#### [THE PROBLEM]
Report every line of the data that includes "point".

Dataset excerpts:
- - -

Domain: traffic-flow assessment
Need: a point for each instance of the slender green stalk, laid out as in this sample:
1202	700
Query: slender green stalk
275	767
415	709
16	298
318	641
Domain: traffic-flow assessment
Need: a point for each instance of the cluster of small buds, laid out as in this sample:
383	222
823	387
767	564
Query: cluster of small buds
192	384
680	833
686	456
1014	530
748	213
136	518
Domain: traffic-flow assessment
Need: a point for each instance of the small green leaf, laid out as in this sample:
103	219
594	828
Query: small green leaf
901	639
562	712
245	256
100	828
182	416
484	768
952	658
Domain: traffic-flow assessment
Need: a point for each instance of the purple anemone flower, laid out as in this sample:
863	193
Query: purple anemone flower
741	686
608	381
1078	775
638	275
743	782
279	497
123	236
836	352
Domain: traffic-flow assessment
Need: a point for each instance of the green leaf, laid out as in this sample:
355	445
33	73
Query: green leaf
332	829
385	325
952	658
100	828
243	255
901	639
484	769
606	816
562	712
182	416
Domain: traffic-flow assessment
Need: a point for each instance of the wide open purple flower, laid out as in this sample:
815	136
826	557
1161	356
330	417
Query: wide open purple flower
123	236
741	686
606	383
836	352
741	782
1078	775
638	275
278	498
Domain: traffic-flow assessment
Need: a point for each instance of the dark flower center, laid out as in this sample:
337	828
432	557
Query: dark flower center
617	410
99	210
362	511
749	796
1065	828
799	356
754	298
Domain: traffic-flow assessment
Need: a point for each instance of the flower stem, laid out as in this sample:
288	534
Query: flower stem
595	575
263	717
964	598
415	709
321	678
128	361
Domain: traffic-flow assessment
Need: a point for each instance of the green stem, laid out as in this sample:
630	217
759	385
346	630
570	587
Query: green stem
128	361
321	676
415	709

- - -

#### [ANSWER TO THE EXERCISE]
Need: a point for each instance of the slender green stalk, laid out as in this sample:
Need: a point for each instance of the cluster of small buds, laid out as in this sample:
Need: a point for each instance of the small green leaf, laid out as in this sample:
Need: a point for each instance of the purple anemone flower, laid out as in this sample:
Need: a point for each instance of the green leaf, laid out as in this sample:
Need: a point for each instance of the wide open purple flower, laid out as in this sample:
Need: a point for each instance of the dark flower center, laid out as in this sample:
Need: a point for each instance of the flower stem, laid out as in this sample:
Need: a point for each instance of the green stem, laid out as in this sample:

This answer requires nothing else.